* **Задания**
[1] Определите, соответствуют ли тексту о выступлении Набокова следующие утверждения: (a) Набоков выступил на круглом столе в начале февраля; (b) за год до этого Набоков публично сравнил фашистскую Германию с Англией; (c) в речи сказано, что в нравственном смысле демократия непобедима. К каждому ответу «да» или «нет» приведите решающие слова текста.
[2] Процитируйте фрагмент текста о выступлении Набокова от слов «Демократия — это» до слов «и гордится своей20.» включительно.
[3] Какая сторона, по словам Набокова в тексте о его выступлении, одерживает победу в физическом смысле?

* **Текст**

------------------------------

В начале февраля Набоков выступил на круглом столе, организованном Чрезвычайным комитетом колледжа. За год до этого, когда Гитлер и Сталин растаскивали на куски Восточную Европу, Набоков публично сравнил фашистскую Германию с Советским Союзом. Сейчас же, не желая восхищаться сталинской Россией, но не вправе осуждать страну, отражающую немецкое нападение, он подчеркнул сходство английской и американской демократии с недолго просуществовавшей демократией в старой России:

 

Старый русский демократ легко находил общий язык с английским или американским демократом, несмотря на различия в формах правления их стран…

Демократия — это лучшее проявление гуманности не потому, что мы отчего-то считаем, что республика лучше, чем король, а король лучше, чем ничего, а ничего лучше, чем диктатор, а потому, что демократия — естественное состояние каждого человека с того самого момента, как человеческий разум стал осознавать и мир, и себя. В нравственном смысле демократия непобедима. В физическом смысле победу одерживает та сторона, у которой более совершенное оружие. Веры и гордости хватает и тем, и другим. То, что наша  вера и наша  гордость совершенно другого порядка, абсолютно не волнует нашего врага, который проливает чужую кровь и гордится своей20.

------------------------------

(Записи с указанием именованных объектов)
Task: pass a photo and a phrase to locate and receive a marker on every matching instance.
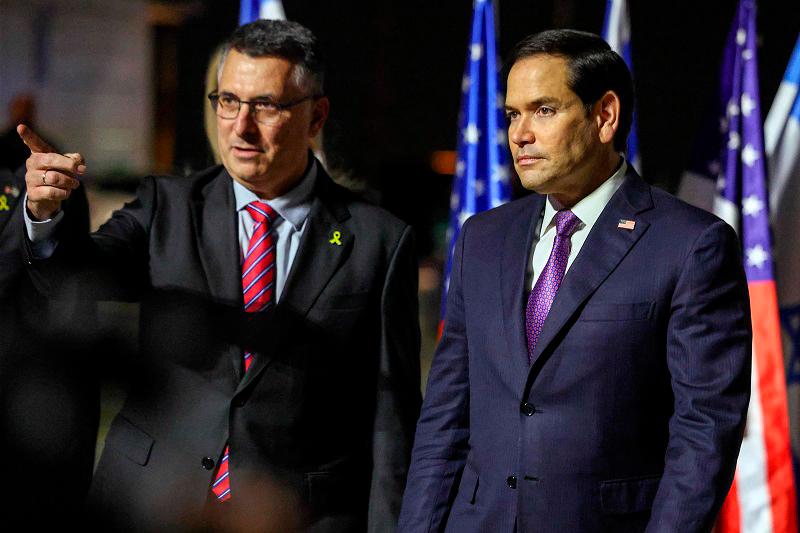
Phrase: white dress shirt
(293, 209)
(587, 210)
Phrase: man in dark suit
(49, 397)
(594, 370)
(306, 407)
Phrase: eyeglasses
(227, 106)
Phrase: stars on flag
(734, 140)
(757, 256)
(500, 173)
(472, 134)
(750, 155)
(476, 51)
(752, 205)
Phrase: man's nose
(245, 121)
(521, 133)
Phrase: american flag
(617, 33)
(251, 10)
(782, 139)
(482, 176)
(762, 499)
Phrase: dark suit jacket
(49, 397)
(630, 417)
(326, 413)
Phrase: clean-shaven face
(551, 137)
(258, 154)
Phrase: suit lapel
(216, 228)
(325, 243)
(602, 251)
(514, 269)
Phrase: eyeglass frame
(213, 98)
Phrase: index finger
(35, 143)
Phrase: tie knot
(261, 212)
(566, 223)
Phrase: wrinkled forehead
(249, 76)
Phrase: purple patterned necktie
(544, 292)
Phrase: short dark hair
(594, 68)
(281, 38)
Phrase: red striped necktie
(258, 291)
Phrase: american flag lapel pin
(626, 224)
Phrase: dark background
(395, 69)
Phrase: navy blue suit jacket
(631, 415)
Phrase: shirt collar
(292, 206)
(588, 209)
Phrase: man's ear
(319, 114)
(607, 116)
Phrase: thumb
(32, 140)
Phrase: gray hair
(285, 39)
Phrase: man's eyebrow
(267, 97)
(533, 104)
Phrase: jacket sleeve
(110, 264)
(441, 443)
(398, 386)
(709, 344)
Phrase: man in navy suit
(594, 369)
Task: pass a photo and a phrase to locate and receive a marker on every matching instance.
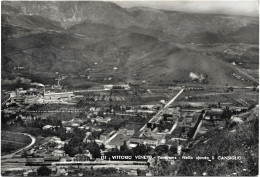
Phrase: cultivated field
(12, 142)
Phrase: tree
(43, 171)
(123, 147)
(140, 172)
(102, 147)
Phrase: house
(129, 130)
(59, 153)
(101, 120)
(47, 127)
(107, 134)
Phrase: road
(26, 147)
(158, 115)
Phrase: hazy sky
(246, 7)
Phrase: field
(12, 142)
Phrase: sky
(232, 7)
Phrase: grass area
(12, 142)
(237, 140)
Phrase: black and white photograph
(130, 88)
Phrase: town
(71, 131)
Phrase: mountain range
(142, 43)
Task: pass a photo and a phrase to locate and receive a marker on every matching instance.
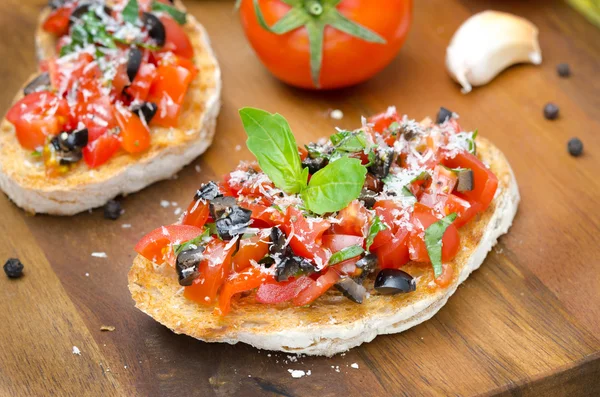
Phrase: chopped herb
(433, 241)
(345, 254)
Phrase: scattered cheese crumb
(296, 373)
(336, 114)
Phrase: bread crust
(23, 178)
(332, 324)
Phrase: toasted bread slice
(332, 324)
(23, 178)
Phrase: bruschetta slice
(316, 250)
(127, 94)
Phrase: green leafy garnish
(433, 241)
(335, 186)
(196, 241)
(179, 16)
(345, 254)
(374, 229)
(270, 139)
(131, 12)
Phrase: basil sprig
(345, 254)
(376, 226)
(179, 16)
(270, 139)
(433, 241)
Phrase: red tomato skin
(177, 40)
(287, 56)
(274, 292)
(485, 182)
(197, 213)
(101, 150)
(214, 269)
(151, 246)
(251, 249)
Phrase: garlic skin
(487, 43)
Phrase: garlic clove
(487, 43)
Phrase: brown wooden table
(526, 323)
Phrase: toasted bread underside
(332, 324)
(23, 179)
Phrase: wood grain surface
(527, 323)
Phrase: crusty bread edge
(133, 178)
(330, 339)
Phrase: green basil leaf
(345, 254)
(335, 186)
(131, 12)
(270, 139)
(374, 229)
(433, 241)
(179, 16)
(197, 241)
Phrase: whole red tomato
(285, 48)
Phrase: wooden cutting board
(526, 323)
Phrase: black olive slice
(134, 61)
(40, 83)
(351, 289)
(145, 110)
(292, 266)
(234, 223)
(443, 115)
(394, 281)
(368, 197)
(156, 29)
(208, 191)
(220, 205)
(187, 265)
(383, 159)
(315, 164)
(465, 180)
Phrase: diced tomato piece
(485, 182)
(37, 116)
(197, 213)
(214, 269)
(247, 280)
(152, 245)
(353, 220)
(101, 150)
(177, 40)
(337, 242)
(307, 236)
(57, 22)
(274, 292)
(251, 249)
(423, 217)
(317, 288)
(394, 254)
(168, 92)
(135, 134)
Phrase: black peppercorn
(13, 268)
(551, 111)
(112, 210)
(563, 69)
(575, 147)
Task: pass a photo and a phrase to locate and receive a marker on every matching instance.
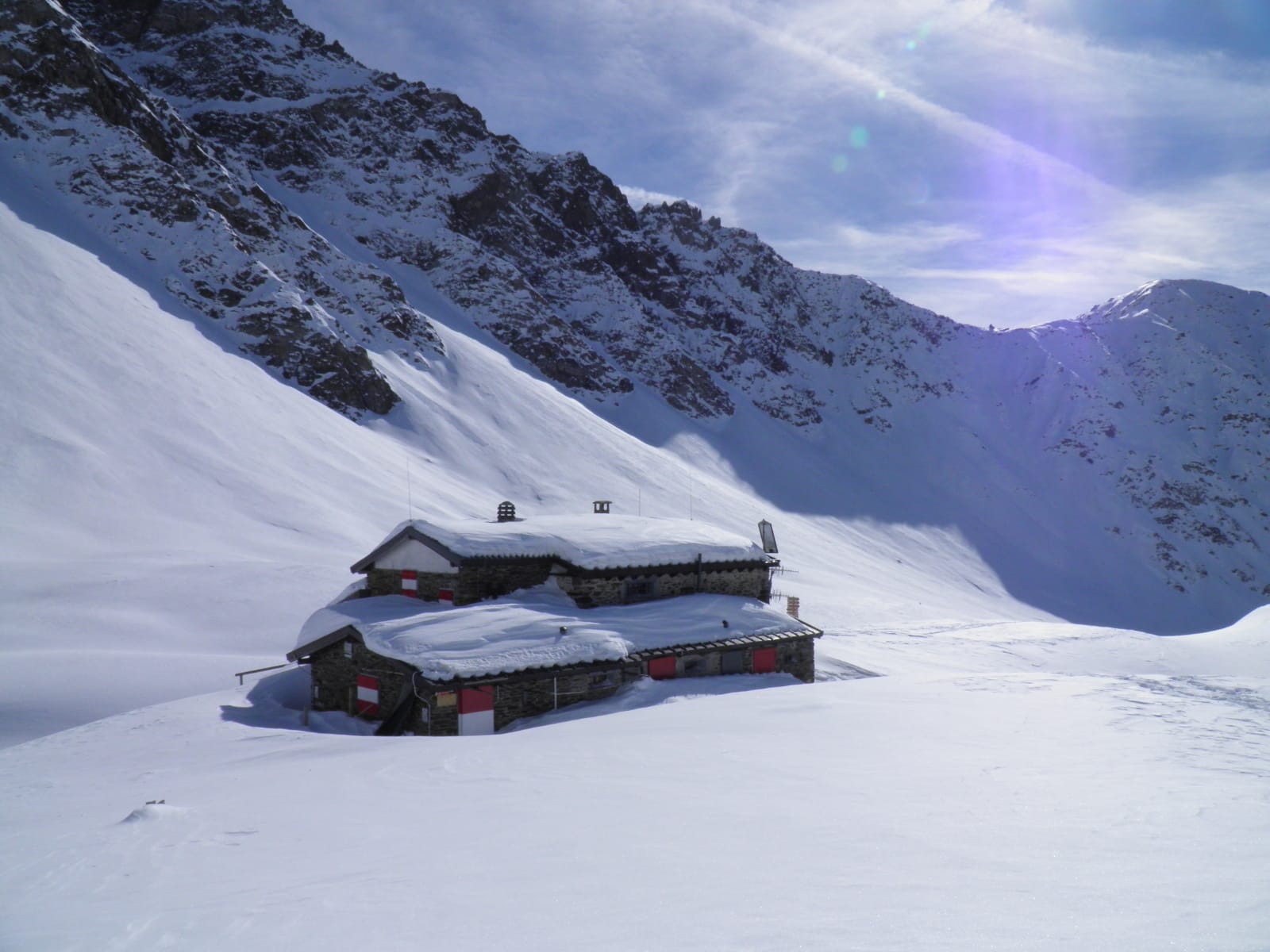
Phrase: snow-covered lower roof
(522, 630)
(584, 541)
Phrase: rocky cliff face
(215, 240)
(273, 184)
(541, 251)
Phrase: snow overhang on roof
(581, 541)
(539, 628)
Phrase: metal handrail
(257, 670)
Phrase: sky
(1001, 162)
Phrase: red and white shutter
(660, 668)
(476, 711)
(368, 696)
(765, 660)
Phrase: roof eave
(410, 532)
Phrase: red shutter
(660, 668)
(368, 696)
(765, 660)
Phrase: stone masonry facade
(476, 581)
(435, 704)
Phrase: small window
(639, 590)
(694, 666)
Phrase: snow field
(977, 812)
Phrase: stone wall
(795, 655)
(334, 672)
(387, 582)
(479, 581)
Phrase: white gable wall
(412, 554)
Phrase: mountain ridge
(188, 133)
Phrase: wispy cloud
(997, 160)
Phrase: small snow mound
(156, 810)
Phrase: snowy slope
(945, 812)
(324, 217)
(173, 513)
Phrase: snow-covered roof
(584, 541)
(522, 630)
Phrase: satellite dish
(768, 537)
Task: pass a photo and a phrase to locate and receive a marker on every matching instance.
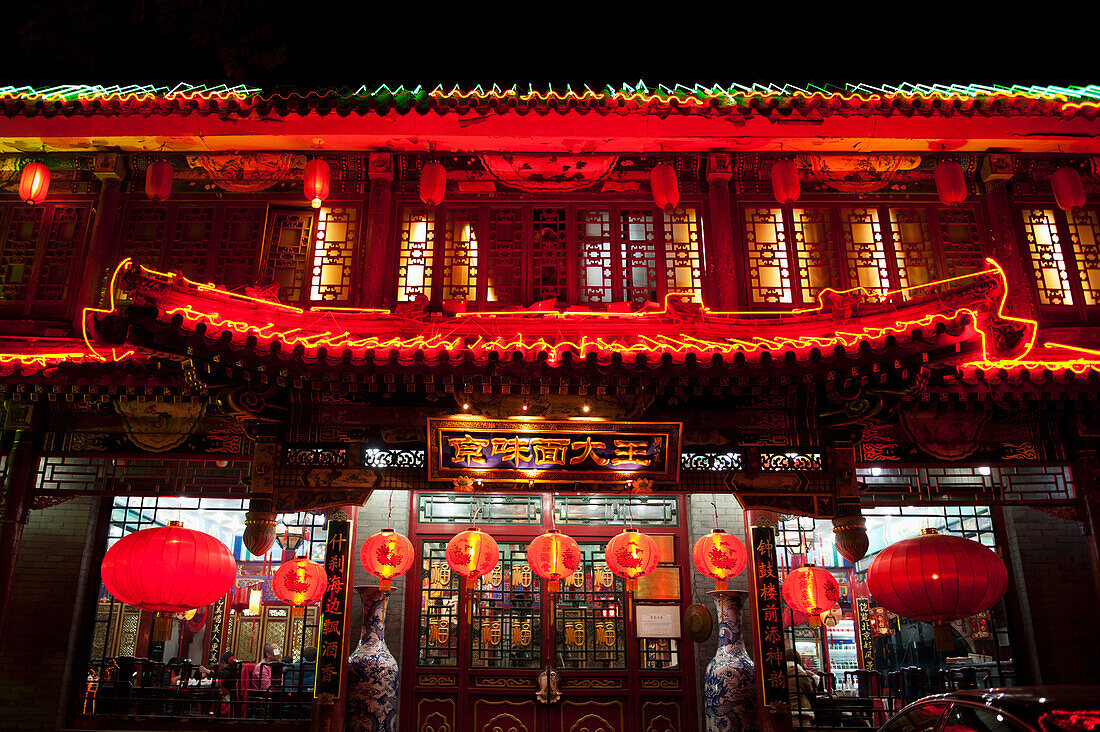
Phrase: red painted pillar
(98, 260)
(17, 496)
(774, 718)
(721, 273)
(375, 254)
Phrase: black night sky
(272, 43)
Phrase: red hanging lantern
(937, 578)
(811, 591)
(1068, 189)
(168, 569)
(553, 557)
(719, 555)
(472, 554)
(950, 183)
(432, 184)
(316, 182)
(386, 555)
(662, 179)
(631, 555)
(784, 182)
(299, 581)
(158, 181)
(34, 183)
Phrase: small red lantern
(950, 183)
(472, 554)
(34, 183)
(386, 555)
(662, 179)
(1068, 189)
(158, 181)
(937, 578)
(553, 557)
(299, 581)
(811, 591)
(719, 555)
(631, 555)
(316, 182)
(432, 184)
(784, 182)
(168, 569)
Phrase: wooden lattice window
(460, 254)
(40, 249)
(1084, 225)
(1048, 262)
(504, 243)
(683, 253)
(416, 254)
(333, 255)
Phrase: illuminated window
(416, 253)
(1085, 237)
(1048, 263)
(333, 255)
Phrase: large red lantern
(950, 183)
(432, 184)
(315, 182)
(784, 182)
(158, 181)
(1068, 189)
(662, 179)
(34, 183)
(631, 555)
(721, 556)
(386, 555)
(168, 569)
(299, 581)
(553, 557)
(472, 554)
(811, 591)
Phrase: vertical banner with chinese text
(771, 666)
(864, 635)
(330, 647)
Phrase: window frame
(933, 219)
(527, 285)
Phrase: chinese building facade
(504, 312)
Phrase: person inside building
(800, 685)
(262, 674)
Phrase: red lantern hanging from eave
(315, 182)
(937, 578)
(784, 182)
(553, 557)
(811, 591)
(168, 569)
(662, 179)
(950, 183)
(472, 554)
(34, 183)
(386, 555)
(719, 556)
(631, 555)
(432, 183)
(1068, 189)
(299, 581)
(158, 181)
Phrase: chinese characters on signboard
(771, 669)
(864, 633)
(330, 647)
(563, 451)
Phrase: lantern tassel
(945, 640)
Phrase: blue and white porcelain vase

------------------------------

* **Ответы к упражнению**
[1]
(a) Да: «В начале февраля Набоков выступил на круглом столе, организованном Чрезвычайным комитетом колледжа».
(b) Нет: «Набоков публично сравнил фашистскую Германию с Советским Союзом».
(c) Да: «В нравственном смысле демократия непобедима».

[2]
Демократия — это лучшее проявление гуманности не потому, что мы отчего-то считаем, что республика лучше, чем король, а король лучше, чем ничего, а ничего лучше, чем диктатор, а потому, что демократия — естественное состояние каждого человека с того самого момента, как человеческий разум стал осознавать и мир, и себя. В нравственном смысле демократия непобедима. В физическом смысле победу одерживает та сторона, у которой более совершенное оружие. Веры и гордости хватает и тем, и другим. То, что наша  вера и наша  гордость совершенно другого порядка, абсолютно не волнует нашего врага, который проливает чужую кровь и гордится своей20.

[3] Та, у которой более совершенное оружие.